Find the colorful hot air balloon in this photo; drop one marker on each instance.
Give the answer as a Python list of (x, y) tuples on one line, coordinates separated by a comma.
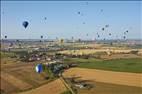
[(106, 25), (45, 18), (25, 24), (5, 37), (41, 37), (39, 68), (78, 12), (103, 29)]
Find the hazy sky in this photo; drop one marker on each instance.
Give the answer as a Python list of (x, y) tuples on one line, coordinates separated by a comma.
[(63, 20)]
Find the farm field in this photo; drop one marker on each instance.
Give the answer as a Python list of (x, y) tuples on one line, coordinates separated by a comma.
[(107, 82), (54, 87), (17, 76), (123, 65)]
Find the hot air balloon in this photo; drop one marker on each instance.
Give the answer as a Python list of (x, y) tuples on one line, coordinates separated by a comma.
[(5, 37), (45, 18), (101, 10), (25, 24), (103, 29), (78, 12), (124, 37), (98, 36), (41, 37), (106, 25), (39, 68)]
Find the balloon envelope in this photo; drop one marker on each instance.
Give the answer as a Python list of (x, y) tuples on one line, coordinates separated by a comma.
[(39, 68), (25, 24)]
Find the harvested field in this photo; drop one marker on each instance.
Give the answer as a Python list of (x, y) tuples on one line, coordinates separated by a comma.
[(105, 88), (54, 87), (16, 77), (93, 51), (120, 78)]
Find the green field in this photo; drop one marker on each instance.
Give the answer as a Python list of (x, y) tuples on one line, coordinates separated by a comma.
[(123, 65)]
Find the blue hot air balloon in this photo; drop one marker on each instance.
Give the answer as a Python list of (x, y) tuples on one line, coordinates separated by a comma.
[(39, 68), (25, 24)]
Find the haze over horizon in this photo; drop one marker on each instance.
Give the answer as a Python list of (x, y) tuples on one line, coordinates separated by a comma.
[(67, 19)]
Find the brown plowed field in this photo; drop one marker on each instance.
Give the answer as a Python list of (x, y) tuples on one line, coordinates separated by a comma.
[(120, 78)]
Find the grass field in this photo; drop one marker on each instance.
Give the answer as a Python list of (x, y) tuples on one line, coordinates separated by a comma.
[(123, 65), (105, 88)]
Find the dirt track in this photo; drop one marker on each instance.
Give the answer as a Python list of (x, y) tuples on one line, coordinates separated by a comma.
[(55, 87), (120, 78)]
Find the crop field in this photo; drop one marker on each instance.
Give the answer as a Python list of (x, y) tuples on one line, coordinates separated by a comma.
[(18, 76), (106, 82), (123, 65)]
...
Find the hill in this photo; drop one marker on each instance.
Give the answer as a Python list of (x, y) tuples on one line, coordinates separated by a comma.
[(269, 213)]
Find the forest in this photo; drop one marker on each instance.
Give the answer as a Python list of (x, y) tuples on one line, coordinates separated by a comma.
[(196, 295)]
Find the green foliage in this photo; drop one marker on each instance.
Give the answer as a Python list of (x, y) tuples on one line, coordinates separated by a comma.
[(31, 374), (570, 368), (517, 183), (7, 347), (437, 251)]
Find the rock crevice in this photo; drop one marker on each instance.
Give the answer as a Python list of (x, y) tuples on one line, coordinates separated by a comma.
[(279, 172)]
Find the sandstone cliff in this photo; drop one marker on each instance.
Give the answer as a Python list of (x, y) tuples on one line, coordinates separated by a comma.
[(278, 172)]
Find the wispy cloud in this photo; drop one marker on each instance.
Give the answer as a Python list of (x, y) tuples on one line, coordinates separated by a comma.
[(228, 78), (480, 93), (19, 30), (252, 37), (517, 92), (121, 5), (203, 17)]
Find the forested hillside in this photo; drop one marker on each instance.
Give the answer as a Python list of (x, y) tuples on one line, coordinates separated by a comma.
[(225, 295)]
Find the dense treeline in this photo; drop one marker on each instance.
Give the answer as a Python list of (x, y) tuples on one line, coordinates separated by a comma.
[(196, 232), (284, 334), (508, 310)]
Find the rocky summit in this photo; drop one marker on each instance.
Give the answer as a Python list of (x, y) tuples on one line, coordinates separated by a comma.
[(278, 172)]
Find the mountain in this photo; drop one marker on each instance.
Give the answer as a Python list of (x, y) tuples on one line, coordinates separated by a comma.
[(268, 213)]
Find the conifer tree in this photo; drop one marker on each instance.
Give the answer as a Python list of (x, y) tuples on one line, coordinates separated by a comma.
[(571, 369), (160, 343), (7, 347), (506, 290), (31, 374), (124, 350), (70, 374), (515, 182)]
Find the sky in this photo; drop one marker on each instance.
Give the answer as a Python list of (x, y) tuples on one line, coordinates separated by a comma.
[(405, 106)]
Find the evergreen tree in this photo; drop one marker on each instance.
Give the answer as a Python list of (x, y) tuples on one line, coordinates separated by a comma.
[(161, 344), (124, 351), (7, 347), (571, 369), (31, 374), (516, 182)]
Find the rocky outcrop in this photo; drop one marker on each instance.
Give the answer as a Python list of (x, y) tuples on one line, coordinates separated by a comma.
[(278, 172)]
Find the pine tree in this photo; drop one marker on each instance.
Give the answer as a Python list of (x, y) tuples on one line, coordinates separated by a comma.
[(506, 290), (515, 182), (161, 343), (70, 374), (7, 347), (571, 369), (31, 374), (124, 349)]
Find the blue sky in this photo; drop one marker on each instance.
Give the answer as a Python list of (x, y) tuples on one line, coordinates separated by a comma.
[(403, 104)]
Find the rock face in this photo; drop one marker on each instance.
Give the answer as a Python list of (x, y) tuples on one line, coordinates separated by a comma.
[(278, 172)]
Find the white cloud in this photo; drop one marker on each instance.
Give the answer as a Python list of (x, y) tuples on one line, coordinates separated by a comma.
...
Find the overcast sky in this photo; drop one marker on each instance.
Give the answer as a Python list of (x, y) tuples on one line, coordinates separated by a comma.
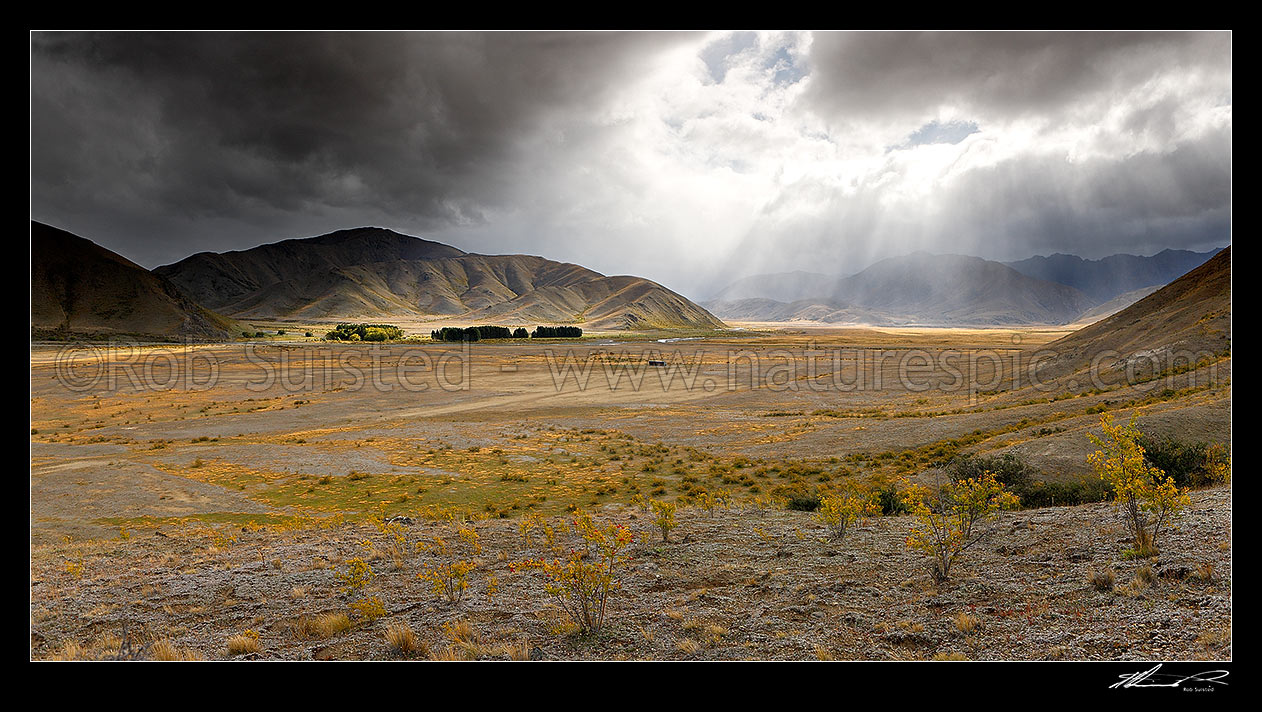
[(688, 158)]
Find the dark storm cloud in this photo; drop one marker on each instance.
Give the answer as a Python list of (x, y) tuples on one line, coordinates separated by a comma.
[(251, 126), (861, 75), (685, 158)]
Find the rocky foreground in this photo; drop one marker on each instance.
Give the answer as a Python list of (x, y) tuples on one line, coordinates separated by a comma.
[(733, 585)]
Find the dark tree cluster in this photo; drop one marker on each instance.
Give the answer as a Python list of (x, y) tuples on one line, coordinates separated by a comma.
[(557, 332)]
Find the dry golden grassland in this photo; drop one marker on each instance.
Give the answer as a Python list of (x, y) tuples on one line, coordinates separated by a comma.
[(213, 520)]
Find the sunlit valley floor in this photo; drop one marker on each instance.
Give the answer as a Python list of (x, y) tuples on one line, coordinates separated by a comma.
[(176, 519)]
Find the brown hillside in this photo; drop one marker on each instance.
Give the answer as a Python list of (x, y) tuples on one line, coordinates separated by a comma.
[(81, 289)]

● WHAT THE EXERCISE ASKS
Write down exactly what the lines above say, from the line holding "Find the colorful" through the line holding "Find the hazy", and nothing more. Do not copy the pictures.

● SOLUTION TO THIS TASK
Find the colorful hot air balloon in this photo; drop one marker on each instance.
Give the answer as a Python list of (x, y) tuples on one line, coordinates separated by a comma.
[(106, 25), (45, 18), (25, 24), (5, 37), (41, 37), (39, 68), (78, 12), (103, 29)]
Find the hazy sky in this photo; drop one marker on each instance.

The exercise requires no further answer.